◆ 課題内容: 社会性と寛容さをめぐる本文のうち、「自分も学生時代,大多数の人が」から「を強く目にすることは少ない.」まで(両端を含む)を、「非寛容性」を「不寛容さ」に置き換えて書き出すこと。

**** 本文 ****

最近読んだ本の中には,人はおおよそ10歳頃までに自らのライフスタイルを確立し,それは原則として終生変わることはない,との記載を見た.

子供の頃に色々と拗らせたこともあり,30歳を目前とするこの頃まで,自分自身殆ど精神的に成長していなかったのではないかと思うことがある.

それはそれとして,時々世の中で社会生活を営んでいく過程で自分がとても不安になることがあって,それは,”世の中で人のため,社会のためになることをすることが最も人として幸せであり,全ての人々が歩むべき道である”という概念を信じており,それ以外の価値観を存在しないかのように振る舞う人々の存在である.

自分はやはりどんなに自分に問い直しても,これを是とできない.自分のやりたいことを徹底的に貫くこと,これを第一義的な価値観として自分の行動規範を決めていくことしかできないようだ...

自分も学生時代,大多数の人がこのような価値観を持つべきだと考え,前者のようないわゆる”社会性のある”振る舞いをする人に対して,強い敵意や軽侮の意を向けていたことは否定しない.これが結果的に自分に,少なくとも最善の結果をもたらなさなかったこともまた否定しないと考えている.

大学時代にも学生部活の代表を行いつつも,上下の近い世代と強い信頼関係や継続的な人間関係をうまく築けなかった(それでも,今でも交流のある友人はいない訳ではないが)ように考えているのも恐らく,このような社会性に対する非寛容性が,私の行動の端々に滲み出ていたからなのではないかと思う.

そのような非寛容性に対する反省は,今思い出せば懐かしく思える,僅かな片鱗だけ残る大学生活の記憶に一抹の鈍い痛みを伴って思いだされるのだが.

 

ところで,自分が今所属している業界の慣習や体質なのかもしれないが,上記のような考え方をする人が多いように見える.これ自体は非常に職場の環境を良好にするものなのだが,時々,このような”社会性のある”振る舞いばかりをする人に対しては近くにいて得も言われぬ不安感を感じてしまうのだ.逆に自分のようにやりたいことをなるべく純粋な形で突き詰めたいという意思を持たれる方々が少ないように思う.これはどちらかといえば,現場の仕事よりも研究の場面で役立つ意思ではないかとは思うのだが,あまり現場の仕事でそのような意思の発露を強く目にすることは少ない.

**** データ抜粋 ****

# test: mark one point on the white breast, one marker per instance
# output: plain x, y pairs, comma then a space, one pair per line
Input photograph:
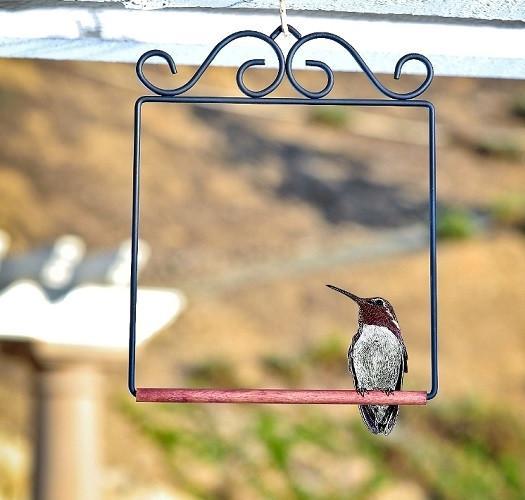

****

◆ 解答:
自分も学生時代,大多数の人がこのような価値観を持つべきだと考え,前者のようないわゆる”社会性のある”振る舞いをする人に対して,強い敵意や軽侮の意を向けていたことは否定しない.これが結果的に自分に,少なくとも最善の結果をもたらなさなかったこともまた否定しないと考えている.

大学時代にも学生部活の代表を行いつつも,上下の近い世代と強い信頼関係や継続的な人間関係をうまく築けなかった(それでも,今でも交流のある友人はいない訳ではないが)ように考えているのも恐らく,このような社会性に対する不寛容さが,私の行動の端々に滲み出ていたからなのではないかと思う.

そのような不寛容さに対する反省は,今思い出せば懐かしく思える,僅かな片鱗だけ残る大学生活の記憶に一抹の鈍い痛みを伴って思いだされるのだが.

 

ところで,自分が今所属している業界の慣習や体質なのかもしれないが,上記のような考え方をする人が多いように見える.これ自体は非常に職場の環境を良好にするものなのだが,時々,このような”社会性のある”振る舞いばかりをする人に対しては近くにいて得も言われぬ不安感を感じてしまうのだ.逆に自分のようにやりたいことをなるべく純粋な形で突き詰めたいという意思を持たれる方々が少ないように思う.これはどちらかといえば,現場の仕事よりも研究の場面で役立つ意思ではないかとは思うのだが,あまり現場の仕事でそのような意思の発露を強く目にすることは少ない.